FRAGMENTO PARA LEER —
Con motivo del centenario del nacimiento de Orson Welles, aparecen dos libros esenciales para adentrarse en el lado menos conocido del autor de "Ciudadano Kane

El otro lado de Orson Welles

Welles, el genio precoz. El niño de diez años que fue capaz de adaptar, dirigir e interpretar Doctor Jeckyll y Mr. Hyde. El joven que hizo temblar los corazones de los oyentes norteamericanos al creer que estaban siendo invadidos por extraterrestres. El cineasta de 25 años que deslumbró con Ciudadano Kane. Todo lo que vino después fueron aplazamientos y decepciones. «He pasado la mayor parte de mi vida tratando de hacer películas», confesó. A pesar de perder el control sobre los guiones y montajes, todavía pudo levantar grandes películas. La personalidad enigmática y desbordante de Welles, como la de Kane, nos sigue persiguiendo cien años después de su nacimiento.

En los años 60 y principios de los 70 Orson Welles y Peter Bogdanovich mantuvieron una serie de conversaciones sobre el mundo artístico que había creado el primero. A Welles le resultaba muy difícil encontrar financiación para sus proyectos. Hollywood le había cerrado las puertas hacía ya muchos años, por lo que tuvo que rodar en Europa algunas de sus últimas películas. El cineasta Bogdanovich era entonces una promesa del Nuevo Hollywood, que conocería el éxito efímero con películas como La última sesión (1971) o ¿Qué me pasa, doctor? (1972). Pero Bogdanovich era y es, sobre todo, un cinéfilo que realizó una serie de crónicas y entrevistas a las figuras más emblemáticas de Hollywood, como John Ford, Fritz Lang, Howard Hawks o Alfred Hitchcock.

LAS TAREAS —
A. Traduce al inglés esta oración del texto sobre Orson Welles: «A Welles le resultaba muy difícil encontrar financiación para sus proyectos.»
B. Según el texto sobre Orson Welles, ¿en qué años conversaron Welles y Peter Bogdanovich?
Este material no guarda relación con el texto sobre Orson Welles.

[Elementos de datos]

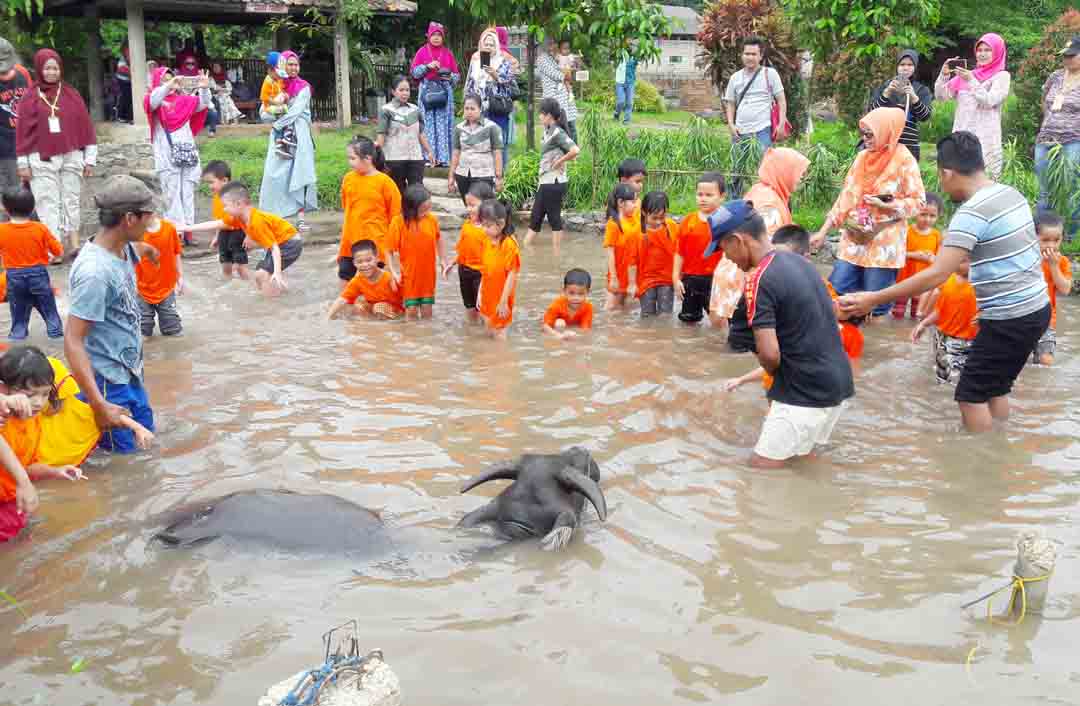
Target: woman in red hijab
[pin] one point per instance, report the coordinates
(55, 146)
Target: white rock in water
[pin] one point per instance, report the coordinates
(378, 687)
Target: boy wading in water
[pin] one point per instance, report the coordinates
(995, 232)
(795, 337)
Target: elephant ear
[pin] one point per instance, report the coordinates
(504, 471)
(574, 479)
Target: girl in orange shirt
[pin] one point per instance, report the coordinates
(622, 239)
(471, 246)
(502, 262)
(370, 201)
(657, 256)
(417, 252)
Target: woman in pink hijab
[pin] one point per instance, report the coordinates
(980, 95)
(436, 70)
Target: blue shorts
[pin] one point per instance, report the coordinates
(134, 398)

---

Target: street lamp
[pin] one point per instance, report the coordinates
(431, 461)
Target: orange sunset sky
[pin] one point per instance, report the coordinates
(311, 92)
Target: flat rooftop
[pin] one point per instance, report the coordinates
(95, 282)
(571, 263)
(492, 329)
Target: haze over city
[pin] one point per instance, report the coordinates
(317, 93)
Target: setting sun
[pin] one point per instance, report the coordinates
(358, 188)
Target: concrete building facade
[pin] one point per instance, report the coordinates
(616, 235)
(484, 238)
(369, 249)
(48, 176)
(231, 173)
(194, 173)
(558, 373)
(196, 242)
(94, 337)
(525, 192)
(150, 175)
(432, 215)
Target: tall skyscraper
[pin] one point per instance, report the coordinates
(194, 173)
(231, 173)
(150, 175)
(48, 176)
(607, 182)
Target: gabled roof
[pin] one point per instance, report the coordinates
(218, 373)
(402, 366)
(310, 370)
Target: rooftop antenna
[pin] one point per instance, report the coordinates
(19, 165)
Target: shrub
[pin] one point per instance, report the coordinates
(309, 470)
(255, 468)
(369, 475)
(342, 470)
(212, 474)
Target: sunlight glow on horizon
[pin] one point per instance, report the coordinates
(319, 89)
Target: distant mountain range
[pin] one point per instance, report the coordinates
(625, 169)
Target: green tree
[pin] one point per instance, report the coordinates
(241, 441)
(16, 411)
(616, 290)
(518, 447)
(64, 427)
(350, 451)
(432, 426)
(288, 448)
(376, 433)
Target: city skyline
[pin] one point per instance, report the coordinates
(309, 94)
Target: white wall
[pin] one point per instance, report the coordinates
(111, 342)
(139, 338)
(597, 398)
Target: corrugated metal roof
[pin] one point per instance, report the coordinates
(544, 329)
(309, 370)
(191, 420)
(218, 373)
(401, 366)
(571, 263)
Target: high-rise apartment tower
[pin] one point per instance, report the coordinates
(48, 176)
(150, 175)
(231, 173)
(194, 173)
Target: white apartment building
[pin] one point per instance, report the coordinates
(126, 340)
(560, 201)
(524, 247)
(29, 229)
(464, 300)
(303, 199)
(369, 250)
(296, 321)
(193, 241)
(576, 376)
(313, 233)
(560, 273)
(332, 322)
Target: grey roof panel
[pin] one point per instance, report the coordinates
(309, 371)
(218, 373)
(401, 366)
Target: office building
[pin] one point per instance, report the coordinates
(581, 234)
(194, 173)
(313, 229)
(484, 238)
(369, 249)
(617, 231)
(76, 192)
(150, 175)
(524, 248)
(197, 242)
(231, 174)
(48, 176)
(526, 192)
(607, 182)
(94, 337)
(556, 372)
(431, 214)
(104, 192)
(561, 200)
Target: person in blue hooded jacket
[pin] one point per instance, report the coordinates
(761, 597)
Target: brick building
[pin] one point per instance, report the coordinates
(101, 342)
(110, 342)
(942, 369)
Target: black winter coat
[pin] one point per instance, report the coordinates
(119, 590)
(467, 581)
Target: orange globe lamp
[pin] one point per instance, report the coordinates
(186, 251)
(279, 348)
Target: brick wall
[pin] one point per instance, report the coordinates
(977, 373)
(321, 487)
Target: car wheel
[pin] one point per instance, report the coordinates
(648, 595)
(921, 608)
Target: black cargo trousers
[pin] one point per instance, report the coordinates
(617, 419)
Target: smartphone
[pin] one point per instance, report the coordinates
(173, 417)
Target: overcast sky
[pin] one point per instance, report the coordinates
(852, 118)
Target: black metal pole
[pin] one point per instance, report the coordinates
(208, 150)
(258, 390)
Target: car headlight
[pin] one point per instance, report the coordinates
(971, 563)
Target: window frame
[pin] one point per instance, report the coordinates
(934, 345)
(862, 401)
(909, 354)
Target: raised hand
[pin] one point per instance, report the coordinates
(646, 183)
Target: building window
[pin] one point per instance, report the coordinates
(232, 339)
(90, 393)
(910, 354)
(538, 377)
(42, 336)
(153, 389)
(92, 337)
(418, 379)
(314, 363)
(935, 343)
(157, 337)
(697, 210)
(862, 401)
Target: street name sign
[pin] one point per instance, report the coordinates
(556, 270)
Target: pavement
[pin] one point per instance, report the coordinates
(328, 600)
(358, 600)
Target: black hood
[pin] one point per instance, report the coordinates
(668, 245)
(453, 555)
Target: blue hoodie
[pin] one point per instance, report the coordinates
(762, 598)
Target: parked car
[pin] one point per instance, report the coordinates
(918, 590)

RESPUESTAS —
A. Welles found it very difficult to find funding for his projects.

B. En los años 60 y principios de los 70.